Starting from the line in which "Reviewer check: make sure each instance of the wheel" appears, output every line down to the last line of the data below, exactly and without anything more.

====================

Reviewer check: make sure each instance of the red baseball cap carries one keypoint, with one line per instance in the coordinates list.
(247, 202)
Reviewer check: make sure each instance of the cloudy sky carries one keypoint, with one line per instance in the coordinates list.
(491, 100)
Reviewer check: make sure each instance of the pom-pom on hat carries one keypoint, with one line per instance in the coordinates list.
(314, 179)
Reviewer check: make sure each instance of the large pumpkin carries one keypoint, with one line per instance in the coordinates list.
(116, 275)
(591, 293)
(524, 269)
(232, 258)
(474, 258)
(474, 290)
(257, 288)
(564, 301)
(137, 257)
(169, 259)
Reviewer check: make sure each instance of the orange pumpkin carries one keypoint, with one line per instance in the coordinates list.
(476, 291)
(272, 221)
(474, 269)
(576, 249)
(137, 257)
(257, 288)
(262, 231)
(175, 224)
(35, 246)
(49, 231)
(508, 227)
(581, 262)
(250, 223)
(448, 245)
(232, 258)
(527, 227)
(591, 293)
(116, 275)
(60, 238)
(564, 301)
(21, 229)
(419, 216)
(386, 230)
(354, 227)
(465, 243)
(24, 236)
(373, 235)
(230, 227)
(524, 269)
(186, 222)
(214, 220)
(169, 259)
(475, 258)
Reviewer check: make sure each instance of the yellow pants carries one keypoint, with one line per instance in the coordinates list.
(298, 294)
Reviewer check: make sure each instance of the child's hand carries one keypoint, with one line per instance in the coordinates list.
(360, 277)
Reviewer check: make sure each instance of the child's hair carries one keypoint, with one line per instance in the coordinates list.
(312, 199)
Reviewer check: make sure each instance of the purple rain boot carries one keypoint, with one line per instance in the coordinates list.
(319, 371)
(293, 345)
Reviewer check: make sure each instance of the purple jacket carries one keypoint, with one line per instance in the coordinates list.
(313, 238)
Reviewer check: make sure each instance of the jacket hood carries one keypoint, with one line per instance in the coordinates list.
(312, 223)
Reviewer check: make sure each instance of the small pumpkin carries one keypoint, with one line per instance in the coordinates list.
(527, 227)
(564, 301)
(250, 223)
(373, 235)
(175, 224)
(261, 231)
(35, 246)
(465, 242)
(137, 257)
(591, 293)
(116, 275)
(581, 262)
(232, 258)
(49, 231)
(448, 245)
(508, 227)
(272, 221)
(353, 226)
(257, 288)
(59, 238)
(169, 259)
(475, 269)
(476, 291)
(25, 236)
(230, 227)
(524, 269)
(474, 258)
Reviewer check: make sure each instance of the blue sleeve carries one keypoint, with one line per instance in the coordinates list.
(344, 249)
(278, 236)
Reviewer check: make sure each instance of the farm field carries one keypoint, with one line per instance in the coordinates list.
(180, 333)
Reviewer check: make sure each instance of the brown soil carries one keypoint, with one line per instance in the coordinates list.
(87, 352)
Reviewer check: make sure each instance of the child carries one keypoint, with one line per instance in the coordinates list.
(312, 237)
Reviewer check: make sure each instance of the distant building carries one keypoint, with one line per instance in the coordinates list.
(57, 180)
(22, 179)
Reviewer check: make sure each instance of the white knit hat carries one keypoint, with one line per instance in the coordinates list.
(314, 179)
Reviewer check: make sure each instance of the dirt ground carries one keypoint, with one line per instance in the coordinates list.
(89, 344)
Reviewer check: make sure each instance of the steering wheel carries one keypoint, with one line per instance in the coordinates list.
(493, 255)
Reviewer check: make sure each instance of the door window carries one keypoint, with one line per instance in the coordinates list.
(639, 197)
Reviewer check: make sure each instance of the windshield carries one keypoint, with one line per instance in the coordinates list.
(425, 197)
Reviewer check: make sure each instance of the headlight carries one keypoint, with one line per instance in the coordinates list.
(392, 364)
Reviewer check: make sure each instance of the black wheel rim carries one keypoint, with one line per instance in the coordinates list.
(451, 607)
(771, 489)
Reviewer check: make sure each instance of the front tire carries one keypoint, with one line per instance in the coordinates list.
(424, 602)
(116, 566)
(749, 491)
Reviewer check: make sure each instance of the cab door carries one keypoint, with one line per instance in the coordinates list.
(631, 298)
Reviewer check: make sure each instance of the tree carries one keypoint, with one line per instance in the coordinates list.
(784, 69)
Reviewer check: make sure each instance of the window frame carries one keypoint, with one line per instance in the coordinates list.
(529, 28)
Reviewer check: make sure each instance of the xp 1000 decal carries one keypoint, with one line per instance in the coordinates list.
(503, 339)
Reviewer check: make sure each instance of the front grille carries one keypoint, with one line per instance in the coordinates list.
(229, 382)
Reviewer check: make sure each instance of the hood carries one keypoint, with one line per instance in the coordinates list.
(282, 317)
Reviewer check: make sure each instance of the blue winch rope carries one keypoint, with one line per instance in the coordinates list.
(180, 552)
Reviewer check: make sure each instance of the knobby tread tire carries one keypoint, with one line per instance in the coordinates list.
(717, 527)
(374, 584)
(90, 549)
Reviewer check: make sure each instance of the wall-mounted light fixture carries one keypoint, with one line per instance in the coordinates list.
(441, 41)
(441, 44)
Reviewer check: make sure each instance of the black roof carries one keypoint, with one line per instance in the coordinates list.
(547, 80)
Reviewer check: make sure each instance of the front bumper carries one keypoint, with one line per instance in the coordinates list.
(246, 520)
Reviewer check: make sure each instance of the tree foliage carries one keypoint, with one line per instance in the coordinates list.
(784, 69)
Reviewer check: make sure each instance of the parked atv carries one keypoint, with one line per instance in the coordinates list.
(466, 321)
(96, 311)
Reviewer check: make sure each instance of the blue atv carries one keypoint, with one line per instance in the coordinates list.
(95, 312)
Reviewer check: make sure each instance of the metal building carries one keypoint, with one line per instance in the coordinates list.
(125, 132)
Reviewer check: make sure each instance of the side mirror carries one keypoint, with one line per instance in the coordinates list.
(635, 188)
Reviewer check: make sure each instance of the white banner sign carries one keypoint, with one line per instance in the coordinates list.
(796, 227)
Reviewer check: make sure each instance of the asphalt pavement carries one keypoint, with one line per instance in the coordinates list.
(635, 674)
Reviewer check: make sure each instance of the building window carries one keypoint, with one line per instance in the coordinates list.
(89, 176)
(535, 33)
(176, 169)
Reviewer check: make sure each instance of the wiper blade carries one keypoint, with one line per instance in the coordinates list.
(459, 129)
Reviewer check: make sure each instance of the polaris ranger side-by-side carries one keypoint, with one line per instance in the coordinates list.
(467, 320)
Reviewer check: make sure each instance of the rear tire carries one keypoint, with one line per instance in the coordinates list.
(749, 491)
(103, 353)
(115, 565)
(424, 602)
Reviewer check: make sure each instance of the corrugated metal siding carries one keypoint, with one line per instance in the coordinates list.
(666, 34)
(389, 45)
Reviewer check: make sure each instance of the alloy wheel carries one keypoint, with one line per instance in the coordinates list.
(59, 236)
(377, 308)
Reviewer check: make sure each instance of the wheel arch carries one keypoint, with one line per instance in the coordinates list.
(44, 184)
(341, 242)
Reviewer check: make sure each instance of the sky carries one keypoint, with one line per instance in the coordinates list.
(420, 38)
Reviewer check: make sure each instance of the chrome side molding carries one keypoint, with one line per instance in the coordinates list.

====================

EXERCISE RESULT -
Reviewer check: make sure each instance of the wheel arch carries one keypoint, with one line per instance in the coordinates list.
(44, 184)
(341, 242)
Reviewer check: make sure each instance of the sky carries one keypoint, with one line per instance in the coordinates list.
(420, 38)
Reviewer check: make sure each instance of the chrome side molding carries one keypoint, with one line per instance in the coordinates list.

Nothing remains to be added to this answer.